[Records from a dataset]
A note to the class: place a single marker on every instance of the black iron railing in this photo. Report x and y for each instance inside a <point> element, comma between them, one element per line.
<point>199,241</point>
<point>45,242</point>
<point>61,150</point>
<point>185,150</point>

PROBLEM TO WORK ON → Rewrite all of the lines in the records above, requests included, shifting every coordinate in the answers by adding 72 to it.

ANSWER →
A note to the class: place a single marker on every instance of the black iron railing in this photo. Report x and y for each instance inside a <point> element, comma between them, one element per line.
<point>271,313</point>
<point>117,314</point>
<point>133,222</point>
<point>257,222</point>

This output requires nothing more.